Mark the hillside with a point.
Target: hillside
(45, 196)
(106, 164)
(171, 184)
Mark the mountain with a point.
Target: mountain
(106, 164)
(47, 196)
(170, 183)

□ □ □ □ □

Work item — Copy out the entire listing above exactly.

Result for this exercise —
Mark the hillside with a point.
Target: hillside
(45, 196)
(106, 164)
(171, 184)
Mark the mountain with a point.
Target: mountain
(106, 164)
(47, 196)
(170, 183)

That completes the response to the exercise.